> OBJECTIVE:
Recast the entries below as a numbered list, one line per item, leaving out any blank lines.
··· EXTRACTED ENTRIES
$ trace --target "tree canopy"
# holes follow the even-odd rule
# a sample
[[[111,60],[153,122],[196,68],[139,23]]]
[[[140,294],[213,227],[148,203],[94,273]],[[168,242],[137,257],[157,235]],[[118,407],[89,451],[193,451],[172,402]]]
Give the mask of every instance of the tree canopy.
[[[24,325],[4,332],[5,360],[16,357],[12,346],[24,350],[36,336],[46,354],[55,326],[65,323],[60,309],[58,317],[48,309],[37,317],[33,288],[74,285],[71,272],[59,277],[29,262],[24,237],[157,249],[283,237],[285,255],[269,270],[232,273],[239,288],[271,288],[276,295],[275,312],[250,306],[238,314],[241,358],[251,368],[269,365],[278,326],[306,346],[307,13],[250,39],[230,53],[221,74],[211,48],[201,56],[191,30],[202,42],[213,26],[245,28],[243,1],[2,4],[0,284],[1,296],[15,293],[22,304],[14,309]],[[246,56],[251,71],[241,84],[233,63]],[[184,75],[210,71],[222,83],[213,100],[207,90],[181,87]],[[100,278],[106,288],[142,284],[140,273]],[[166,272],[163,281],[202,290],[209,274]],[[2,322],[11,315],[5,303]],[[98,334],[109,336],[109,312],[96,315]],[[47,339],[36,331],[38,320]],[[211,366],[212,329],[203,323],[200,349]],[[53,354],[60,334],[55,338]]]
······
> TASK RESPONSE:
1. $ trace --target "tree canopy"
2. # holes follow the even-odd rule
3. # a sample
4. [[[111,60],[153,122],[196,68],[139,23]]]
5. [[[140,294],[213,227],[148,203],[94,273]],[[168,242],[137,257],[157,235]],[[118,407],[89,451],[193,451],[172,402]]]
6. Give the mask of every instance of the tree canopy.
7. [[[24,325],[4,332],[5,360],[16,357],[12,346],[24,350],[36,336],[46,354],[55,326],[65,323],[60,309],[58,317],[48,309],[37,317],[33,288],[74,285],[71,272],[59,277],[29,262],[24,237],[157,249],[283,237],[285,255],[269,270],[232,273],[239,288],[271,288],[276,295],[275,312],[250,306],[238,314],[241,358],[251,368],[269,365],[278,326],[306,346],[307,13],[250,39],[230,53],[221,74],[211,48],[201,56],[191,30],[202,42],[213,26],[245,28],[243,1],[2,4],[0,284],[1,296],[15,293],[22,304],[14,309]],[[246,56],[251,71],[241,84],[233,63]],[[184,75],[210,71],[222,83],[213,100],[207,90],[181,87]],[[100,278],[106,288],[142,284],[140,273]],[[166,272],[163,281],[202,290],[209,274]],[[2,322],[11,315],[5,303]],[[98,334],[109,336],[109,312],[96,315]],[[47,339],[36,331],[38,320]],[[211,366],[212,329],[203,323],[200,349]],[[53,354],[60,334],[55,338]]]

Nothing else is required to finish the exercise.